Segment Start: DATASET EXCERPTS
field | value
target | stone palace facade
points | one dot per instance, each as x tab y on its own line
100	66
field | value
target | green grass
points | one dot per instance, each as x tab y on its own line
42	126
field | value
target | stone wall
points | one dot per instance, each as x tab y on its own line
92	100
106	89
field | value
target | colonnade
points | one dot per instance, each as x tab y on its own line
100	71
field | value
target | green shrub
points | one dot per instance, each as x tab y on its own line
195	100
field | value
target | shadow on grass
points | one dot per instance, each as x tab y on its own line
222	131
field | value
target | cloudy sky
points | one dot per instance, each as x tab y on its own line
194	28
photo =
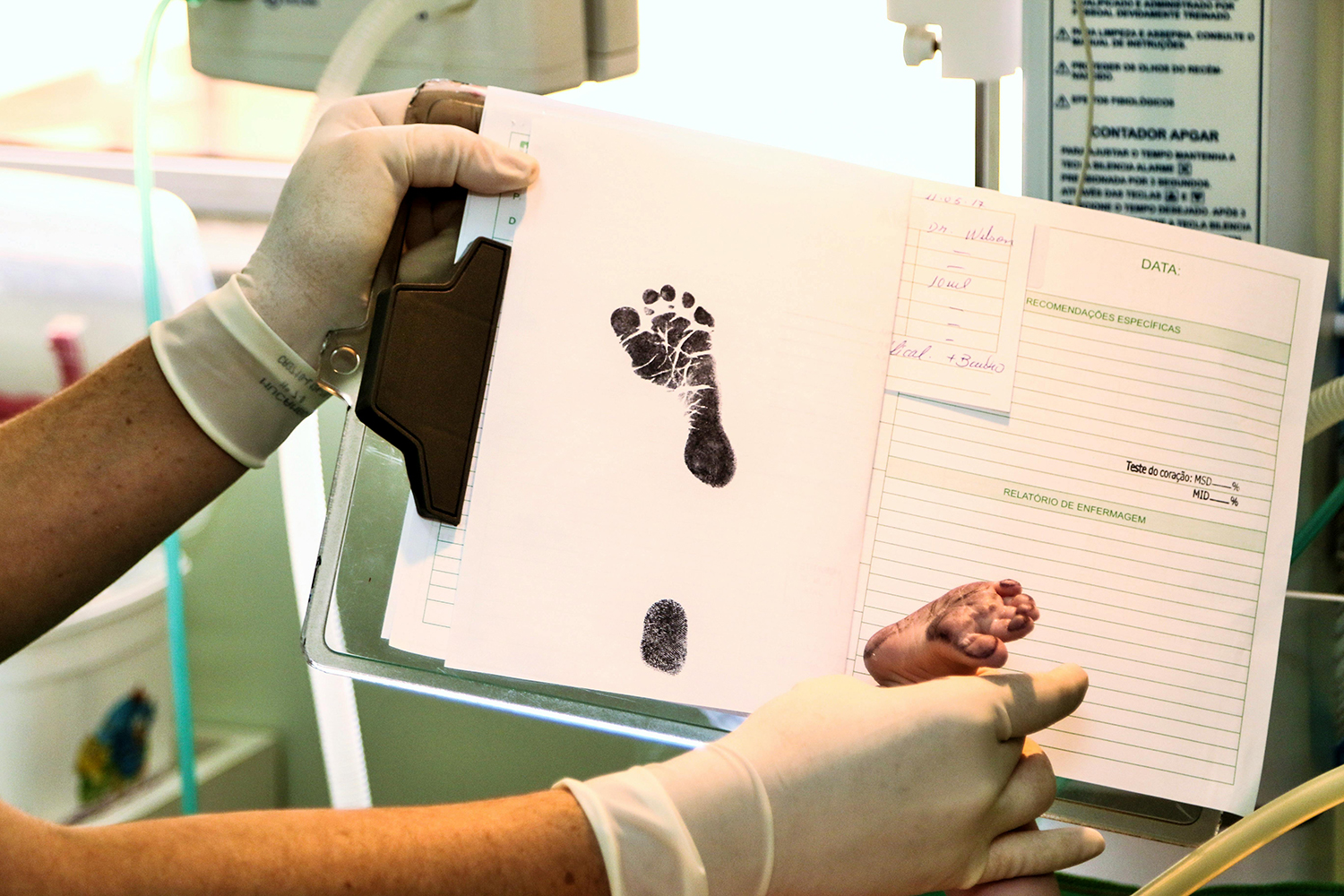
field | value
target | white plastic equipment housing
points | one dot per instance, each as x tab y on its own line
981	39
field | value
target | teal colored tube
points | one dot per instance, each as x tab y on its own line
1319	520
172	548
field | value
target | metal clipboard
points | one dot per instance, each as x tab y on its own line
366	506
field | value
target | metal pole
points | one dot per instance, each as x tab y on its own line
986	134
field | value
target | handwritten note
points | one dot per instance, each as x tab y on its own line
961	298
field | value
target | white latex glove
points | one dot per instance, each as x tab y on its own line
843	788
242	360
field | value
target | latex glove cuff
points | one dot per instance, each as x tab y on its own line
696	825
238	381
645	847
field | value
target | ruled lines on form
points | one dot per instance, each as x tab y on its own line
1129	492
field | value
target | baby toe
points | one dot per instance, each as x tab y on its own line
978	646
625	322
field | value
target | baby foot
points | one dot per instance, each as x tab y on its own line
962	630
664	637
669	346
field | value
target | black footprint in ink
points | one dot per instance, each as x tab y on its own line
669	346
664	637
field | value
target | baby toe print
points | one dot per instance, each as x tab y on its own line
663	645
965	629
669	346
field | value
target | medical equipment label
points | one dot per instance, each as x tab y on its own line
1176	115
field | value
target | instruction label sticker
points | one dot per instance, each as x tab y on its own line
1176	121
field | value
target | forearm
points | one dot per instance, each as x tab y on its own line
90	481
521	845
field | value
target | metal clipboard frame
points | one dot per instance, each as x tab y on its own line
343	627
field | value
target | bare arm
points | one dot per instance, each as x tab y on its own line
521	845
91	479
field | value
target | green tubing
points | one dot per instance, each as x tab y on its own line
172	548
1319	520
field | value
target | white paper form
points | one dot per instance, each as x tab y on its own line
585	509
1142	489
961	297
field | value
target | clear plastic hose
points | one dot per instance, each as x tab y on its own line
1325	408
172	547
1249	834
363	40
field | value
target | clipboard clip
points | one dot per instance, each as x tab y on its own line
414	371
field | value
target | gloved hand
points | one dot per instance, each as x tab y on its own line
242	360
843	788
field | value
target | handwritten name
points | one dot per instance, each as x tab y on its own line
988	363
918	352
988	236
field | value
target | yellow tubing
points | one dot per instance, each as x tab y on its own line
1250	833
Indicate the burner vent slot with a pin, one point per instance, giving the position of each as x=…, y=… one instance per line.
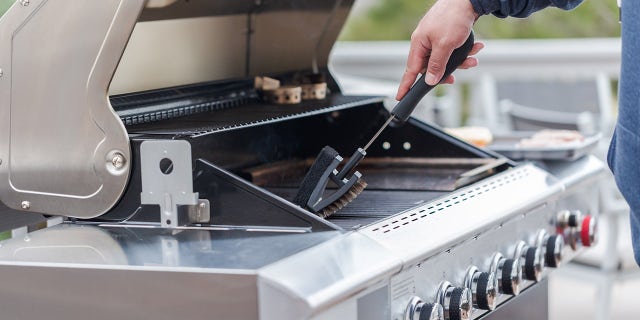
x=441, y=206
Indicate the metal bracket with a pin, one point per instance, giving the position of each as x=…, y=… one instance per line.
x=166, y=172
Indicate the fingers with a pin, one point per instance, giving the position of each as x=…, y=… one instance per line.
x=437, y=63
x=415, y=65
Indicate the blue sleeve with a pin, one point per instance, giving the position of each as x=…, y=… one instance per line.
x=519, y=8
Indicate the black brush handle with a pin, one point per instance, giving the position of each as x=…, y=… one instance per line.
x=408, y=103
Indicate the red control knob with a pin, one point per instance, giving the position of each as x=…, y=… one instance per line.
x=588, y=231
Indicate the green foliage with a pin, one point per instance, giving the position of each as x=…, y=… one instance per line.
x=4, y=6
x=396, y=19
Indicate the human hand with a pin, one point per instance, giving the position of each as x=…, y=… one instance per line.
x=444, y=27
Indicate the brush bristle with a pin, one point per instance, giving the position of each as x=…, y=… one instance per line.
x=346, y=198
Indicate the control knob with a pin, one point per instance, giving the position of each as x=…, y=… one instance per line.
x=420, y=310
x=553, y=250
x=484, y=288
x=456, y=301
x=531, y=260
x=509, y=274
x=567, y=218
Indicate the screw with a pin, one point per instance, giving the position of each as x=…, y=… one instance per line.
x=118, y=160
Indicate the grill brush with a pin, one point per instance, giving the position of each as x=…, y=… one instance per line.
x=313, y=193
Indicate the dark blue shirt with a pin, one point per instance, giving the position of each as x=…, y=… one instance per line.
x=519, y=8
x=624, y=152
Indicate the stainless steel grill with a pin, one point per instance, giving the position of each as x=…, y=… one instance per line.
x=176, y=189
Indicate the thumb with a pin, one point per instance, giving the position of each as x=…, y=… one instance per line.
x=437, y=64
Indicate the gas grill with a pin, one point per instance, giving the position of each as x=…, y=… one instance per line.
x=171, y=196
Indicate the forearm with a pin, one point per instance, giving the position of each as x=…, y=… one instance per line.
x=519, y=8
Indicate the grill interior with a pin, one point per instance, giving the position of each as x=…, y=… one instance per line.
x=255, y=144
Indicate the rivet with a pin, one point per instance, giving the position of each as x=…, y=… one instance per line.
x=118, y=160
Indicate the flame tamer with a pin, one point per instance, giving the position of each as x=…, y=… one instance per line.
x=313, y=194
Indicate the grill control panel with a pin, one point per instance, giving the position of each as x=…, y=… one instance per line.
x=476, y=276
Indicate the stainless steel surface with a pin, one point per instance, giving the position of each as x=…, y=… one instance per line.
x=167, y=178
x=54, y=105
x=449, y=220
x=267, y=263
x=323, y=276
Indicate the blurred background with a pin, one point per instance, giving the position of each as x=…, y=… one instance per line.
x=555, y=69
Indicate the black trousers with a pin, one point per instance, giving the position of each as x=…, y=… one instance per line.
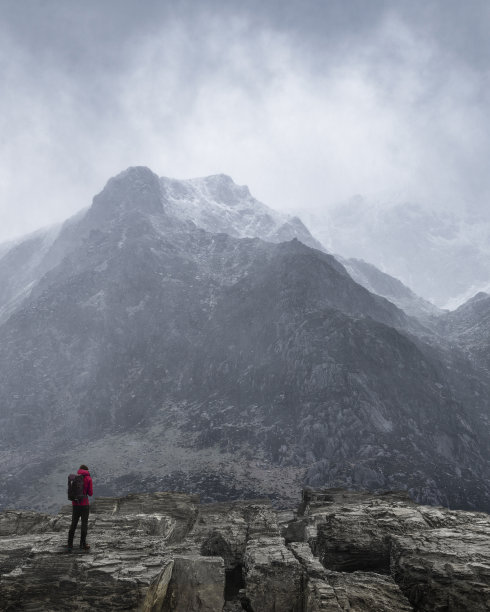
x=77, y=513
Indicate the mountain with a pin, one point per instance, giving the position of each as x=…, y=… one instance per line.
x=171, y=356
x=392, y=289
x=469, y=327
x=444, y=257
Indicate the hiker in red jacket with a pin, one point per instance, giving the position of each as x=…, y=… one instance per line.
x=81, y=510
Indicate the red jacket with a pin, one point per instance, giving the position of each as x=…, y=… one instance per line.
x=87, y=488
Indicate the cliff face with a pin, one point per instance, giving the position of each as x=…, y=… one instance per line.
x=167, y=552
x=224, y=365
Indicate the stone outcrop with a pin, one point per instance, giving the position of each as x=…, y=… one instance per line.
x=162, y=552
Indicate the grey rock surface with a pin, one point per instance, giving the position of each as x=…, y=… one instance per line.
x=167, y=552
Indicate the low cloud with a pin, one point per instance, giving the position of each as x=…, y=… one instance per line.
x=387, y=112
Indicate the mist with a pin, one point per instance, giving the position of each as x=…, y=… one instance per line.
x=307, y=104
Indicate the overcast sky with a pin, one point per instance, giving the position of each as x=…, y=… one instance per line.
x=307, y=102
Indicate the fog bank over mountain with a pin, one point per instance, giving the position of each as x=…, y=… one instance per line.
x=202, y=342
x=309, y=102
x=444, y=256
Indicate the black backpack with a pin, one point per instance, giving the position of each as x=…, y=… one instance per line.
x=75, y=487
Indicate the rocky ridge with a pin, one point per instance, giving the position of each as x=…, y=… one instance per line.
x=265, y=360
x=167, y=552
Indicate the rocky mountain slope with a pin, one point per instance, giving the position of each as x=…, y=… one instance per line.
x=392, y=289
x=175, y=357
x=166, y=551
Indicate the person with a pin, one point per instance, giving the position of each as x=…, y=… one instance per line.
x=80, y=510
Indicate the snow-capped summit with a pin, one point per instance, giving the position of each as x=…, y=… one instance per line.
Segment End: DATASET EXCERPTS
Look through the entries above and copy each line that has "equipment" in it.

target | white plastic equipment housing
target | medical equipment label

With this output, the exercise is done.